Stated exercise ▸
Can you write the next part of the nvidb project page below, picking up right after its last line?

Text extract ▸
+--

Skip to main content

A package that provides an aggregated view of the NVIDIA GPU information on several hosts.

Project description

nvidb

A package that provides an aggregated view of the NVIDIA GPU information on several hosts.

1. Installation

1.1 Install using pip

You can install nvidb using pip. First, clone the repository:

git clone https://github.com/FanBB2333/nvidb.git
cd nvidb
pip install .

Or install directly from PyPI:

pip install nvidb
# If the specified version is unavailable in your custom repository, use pypi.org as the source:
pip install nvidb -i https://pypi.org/simple

1.2 Configuration

Option A: Interactive Setup (Recommended)

Use the interactive command to add servers:

nvidb add

This will guide you through adding a new server with prompts for host, port, username, authentication method, etc.

Option B: Manual Configuration

To manually configure remote servers, create or edit the configuration file at ~/.nvidb/config.yml:

mkdir -p ~/.nvidb/
cp config.example.yml ~/.nvidb/config.yml
# Edit the file with your server details

Configuration file template:

servers:
  - hostname: "example1.com"       # Server hostname or IP address
    port: 22                       # SSH port number
    username: "user1"              # SSH username for authentication
    nickname: "Production GPU"     # Human-readable nickname for display
    auth: "auto"                   # Authentication method: auto | key | password
    identityfile: "~/.ssh/id_ed25519"  # Optional, used only when auth is auto/key

Configuration Options:

  • hostname: Server hostname or IP address (required)
  • port: SSH port, default is 22 (required)
  • username: SSH username (required)
  • nickname: Human-readable server nickname (optional)
  • auth: Authentication method - auto, key, or password (optional, default: auto)
  • identityfile: SSH private key path (optional, only effective when auth is auto or key)
  • password: SSH password (optional, will prompt if needed)

+--

Extracted records ▸
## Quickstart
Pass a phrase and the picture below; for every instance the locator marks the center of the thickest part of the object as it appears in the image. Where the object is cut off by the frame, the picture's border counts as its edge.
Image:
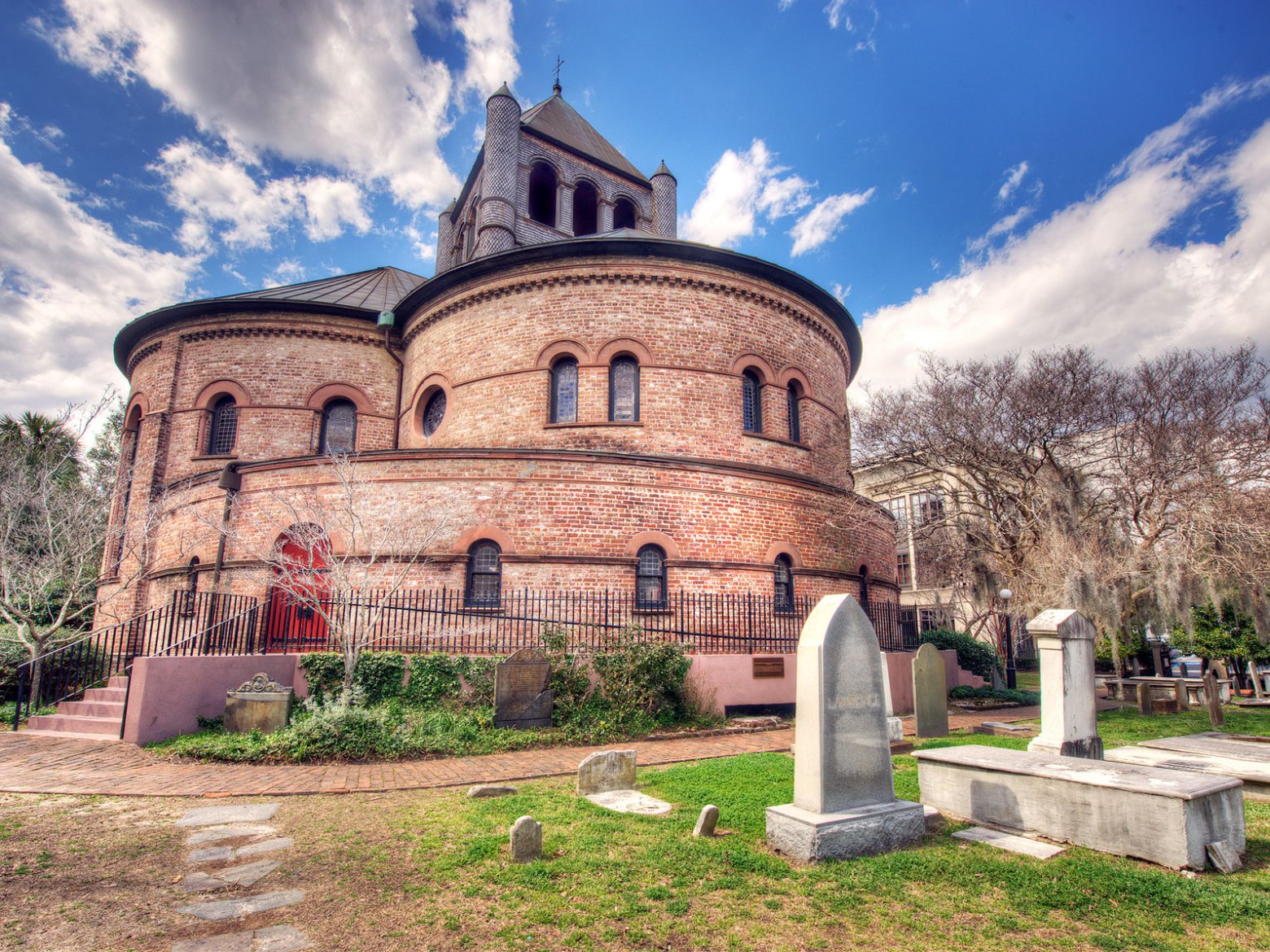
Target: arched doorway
(299, 591)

+--

Task output ▸
Warning: Storing passwords in plaintext in the configuration file is NOT RECOMMENDED for security reasons. Consider using SSH key-based authentication (auth: key) instead.

Environment Variables

You can customize the working directory by setting NVIDB_HOME:

export NVIDB_HOME=/path/to/custom/nvidb

Default working directory is ~/.nvidb/.


2. Usage

2.1 Basic Commands

nvidb                  # Monitor local GPU only (interactive TUI)
nvidb --remote         # Monitor local and remote servers
nvidb --once           # Print GPU stats once and exit
nvidb --once --remote  # Print all servers once and exit
nvidb --version        # Show version

2.2 Server Management

nvidb add              # Interactively add a new server
nvidb import [path]    # Import servers from SSH config (default: ~/.ssh/config)
nvidb info             # Show configuration info and server list

2.3 GPU Logging

Continuously log GPU statistics to an SQLite database:

nvidb log                          # Log local GPU with default settings
nvidb log --remote                 # Log local and remote GPUs
nvidb log --interval 10            # Set logging interval to 10 seconds
nvidb log --db-path /path/to/db    # Specify custom database path

Press Ctrl+C to stop logging and save data.

2.4 Web Dashboard

Open a Streamlit-based web dashboard to view live GPU info and browse log sessions:

pip install streamlit
nvidb web                 # Live view (local)
nvidb web --remote        # Live view (local + remote)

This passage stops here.